TASK PROMPT:
Print every line of the records below with no changes.

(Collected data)
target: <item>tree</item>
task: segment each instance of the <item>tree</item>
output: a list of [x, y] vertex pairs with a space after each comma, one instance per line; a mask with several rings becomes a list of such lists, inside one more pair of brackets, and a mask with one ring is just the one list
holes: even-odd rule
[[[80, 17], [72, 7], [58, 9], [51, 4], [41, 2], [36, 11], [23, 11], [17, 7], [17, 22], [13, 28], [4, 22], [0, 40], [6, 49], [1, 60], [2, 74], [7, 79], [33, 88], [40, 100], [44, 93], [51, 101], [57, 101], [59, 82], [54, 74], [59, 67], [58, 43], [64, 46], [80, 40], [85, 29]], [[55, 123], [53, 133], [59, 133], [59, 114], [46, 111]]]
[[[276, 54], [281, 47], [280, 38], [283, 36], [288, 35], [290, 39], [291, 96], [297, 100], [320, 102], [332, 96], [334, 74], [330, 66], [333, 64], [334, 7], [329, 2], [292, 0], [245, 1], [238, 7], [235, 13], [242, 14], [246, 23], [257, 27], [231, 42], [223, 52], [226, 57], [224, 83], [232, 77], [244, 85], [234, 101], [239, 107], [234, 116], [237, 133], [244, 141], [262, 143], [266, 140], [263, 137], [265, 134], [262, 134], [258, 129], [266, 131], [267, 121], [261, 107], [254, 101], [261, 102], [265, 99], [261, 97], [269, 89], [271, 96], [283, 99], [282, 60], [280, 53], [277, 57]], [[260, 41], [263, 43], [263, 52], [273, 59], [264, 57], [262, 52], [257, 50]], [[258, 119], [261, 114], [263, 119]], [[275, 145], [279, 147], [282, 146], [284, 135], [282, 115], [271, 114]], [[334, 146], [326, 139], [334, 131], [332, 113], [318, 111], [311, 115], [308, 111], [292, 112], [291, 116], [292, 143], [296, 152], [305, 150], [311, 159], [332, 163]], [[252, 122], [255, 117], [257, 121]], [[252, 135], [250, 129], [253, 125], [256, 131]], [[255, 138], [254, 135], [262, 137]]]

WORKED ANSWER:
target: <item>tree</item>
task: segment each instance of the <item>tree</item>
output: a list of [x, y] vertex pairs with a space after each comma, one instance per line; a mask with several rings becomes a list of such lists, inside one more pair of brackets, and a mask with one ring is just the one list
holes: even-odd rule
[[[80, 17], [72, 7], [58, 9], [51, 4], [41, 2], [36, 11], [23, 11], [17, 7], [17, 22], [13, 28], [4, 22], [0, 40], [6, 49], [1, 60], [2, 74], [7, 79], [33, 88], [40, 100], [44, 93], [51, 101], [57, 101], [59, 82], [54, 74], [59, 67], [58, 43], [64, 46], [80, 40], [85, 29]], [[55, 123], [53, 133], [59, 133], [59, 114], [46, 111]]]
[[[276, 54], [281, 47], [280, 38], [283, 36], [288, 35], [290, 39], [291, 96], [297, 100], [320, 102], [332, 96], [334, 74], [330, 66], [333, 64], [334, 7], [329, 2], [292, 0], [245, 1], [238, 7], [235, 13], [242, 14], [246, 23], [257, 27], [231, 42], [223, 52], [226, 57], [224, 83], [232, 77], [244, 85], [234, 101], [239, 107], [234, 116], [237, 133], [244, 141], [262, 143], [266, 140], [263, 137], [265, 134], [262, 134], [258, 129], [266, 131], [267, 121], [261, 107], [254, 101], [261, 102], [265, 99], [261, 97], [269, 89], [271, 96], [283, 99], [282, 60], [280, 53], [277, 57]], [[260, 41], [263, 43], [263, 52], [273, 59], [264, 57], [262, 52], [257, 50]], [[258, 119], [261, 114], [263, 119]], [[275, 145], [279, 147], [282, 146], [284, 135], [282, 115], [271, 114]], [[334, 146], [326, 139], [334, 131], [332, 113], [318, 111], [311, 115], [308, 111], [292, 112], [291, 116], [292, 143], [296, 152], [305, 150], [311, 159], [332, 163]], [[252, 122], [255, 117], [257, 121]], [[252, 135], [250, 129], [253, 125], [256, 131]], [[255, 138], [254, 135], [262, 137]]]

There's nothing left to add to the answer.